AUFGABEN:
- a) Beantworten Sie anhand des Dokumentabschnitts zur Wahl in Österreich diese Fragen:
(i) Wann gibt es das endgültige Wahlergebnis unter Einrechnung der Auslands-Wahlkarten?
(ii) Welche Funktion hat Madeleine Petrovic?
(iii) Welchen Platz haben die Grünen verfehlt?
- b) Schreiben Sie aus dem Dokumentabschnitt zur Wahl in Österreich wortgetreu ab, beginnend bei „Bei den Grünen“ und fortlaufend bis einschließlich „Landesparteichefin, Madeleine Petrovic.“.
- c) Fassen Sie den Dokumentabschnitt zur Wahl in Österreich in zwei Sätzen zusammen.

DOKUMENTABSCHNITT:

********

Alfred Gusenbauer, der Kanzlerkandidat, war zunächst noch ein wenig vorsichtiger: Er stelle den Kanzleranspruch, wenn die SPÖ Platz eins erreicht. Diesen Platz hatte sie am Sonntag sicher, ein endgültiges Wahlergebnis unter Einrechnung der Auslands-Wahlkarten gibt es aber erst am 9. Oktober. In einer kurzen Ansprache bei der SPÖ-Wahlparty sagte Gusenbauer pathetisch: "Es ist heute einer jener Tage, wo ich den Eindruck habe: Am Ende siegt die Gerechtigkeit."

Grüne

Bei den Grünen zeigte man sich froh, das stärkste Ergebnis der Parteigeschichte erreicht zu haben und auch im internationalen Vergleich zu den stärksten Grün-Parteien zu zählen. Dies wird allerdings dadurch getrübt, dass der dritte Platz verfehlt wurde und die Grünen auch kaum Chancen haben, in eine Regierung eingebunden zu werden. "Dreierkoalitionen würde ich meiner Partei nicht empfehlen", sagte die niederösterreichische Landesparteichefin, Madeleine Petrovic.

"Bürgerliche Mehrheit"

********

BEREITGESTELLTE DATEN:
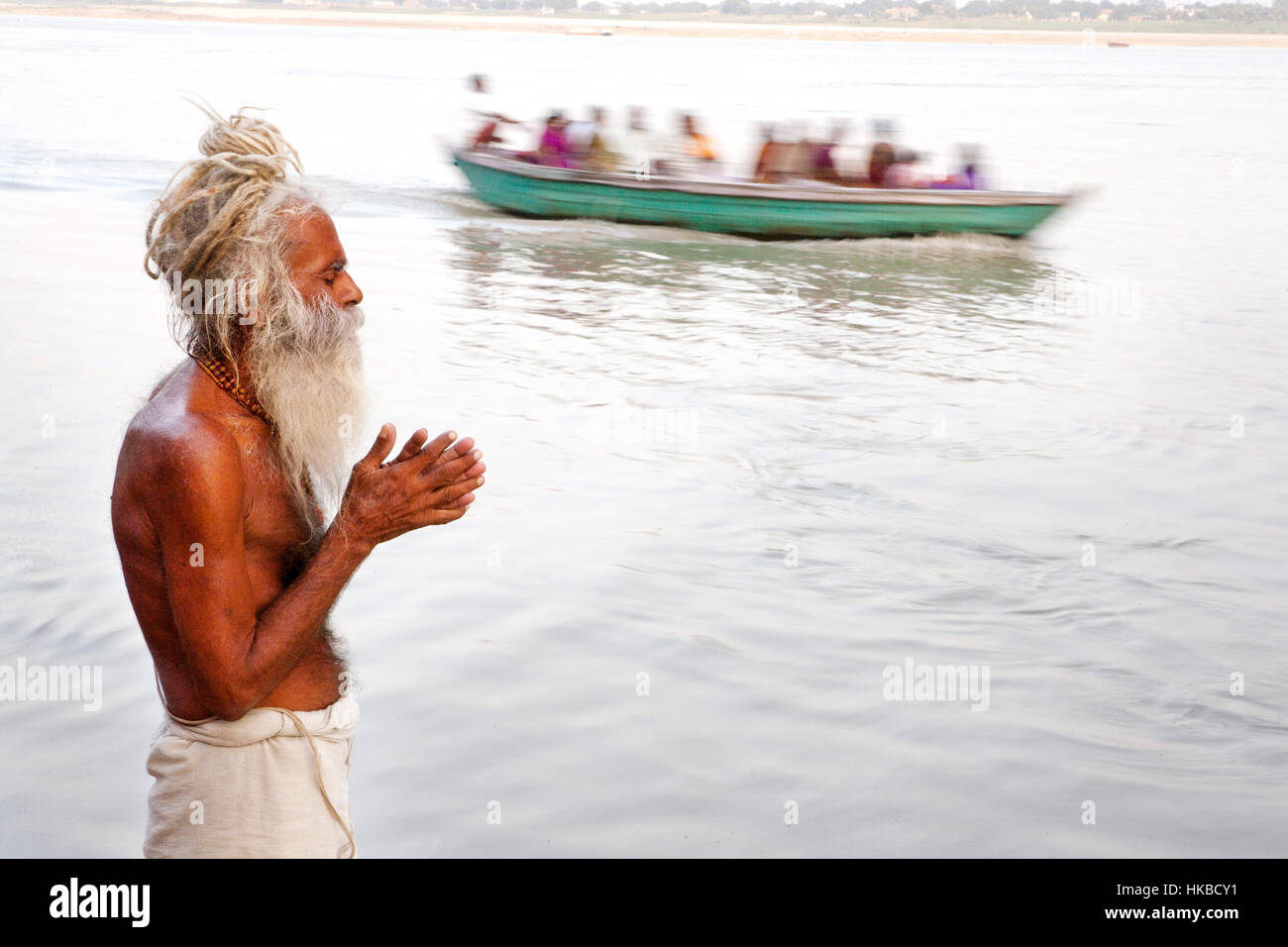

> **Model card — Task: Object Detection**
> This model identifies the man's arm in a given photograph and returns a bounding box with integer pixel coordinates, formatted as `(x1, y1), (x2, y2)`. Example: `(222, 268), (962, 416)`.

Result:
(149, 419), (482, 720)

********

LÖSUNGEN IN REIHENFOLGE:
- a)
(i) Am 9. Oktober.
(ii) Sie ist niederösterreichische Landesparteichefin.
(iii) Den dritten Platz.

- b)
Bei den Grünen zeigte man sich froh, das stärkste Ergebnis der Parteigeschichte erreicht zu haben und auch im internationalen Vergleich zu den stärksten Grün-Parteien zu zählen. Dies wird allerdings dadurch getrübt, dass der dritte Platz verfehlt wurde und die Grünen auch kaum Chancen haben, in eine Regierung eingebunden zu werden. "Dreierkoalitionen würde ich meiner Partei nicht empfehlen", sagte die niederösterreichische Landesparteichefin, Madeleine Petrovic.

- c) Kanzlerkandidat Alfred Gusenbauer knüpfte den Kanzleranspruch an Platz eins für die SPÖ, den sie am Sonntag sicher hatte, wobei das endgültige Wahlergebnis erst am 9. Oktober vorliegt. Die Grünen freuten sich über das stärkste Ergebnis ihrer Parteigeschichte, doch getrübt wird dies dadurch, dass sie den dritten Platz verfehlten und kaum Chancen auf eine Regierungsbeteiligung haben.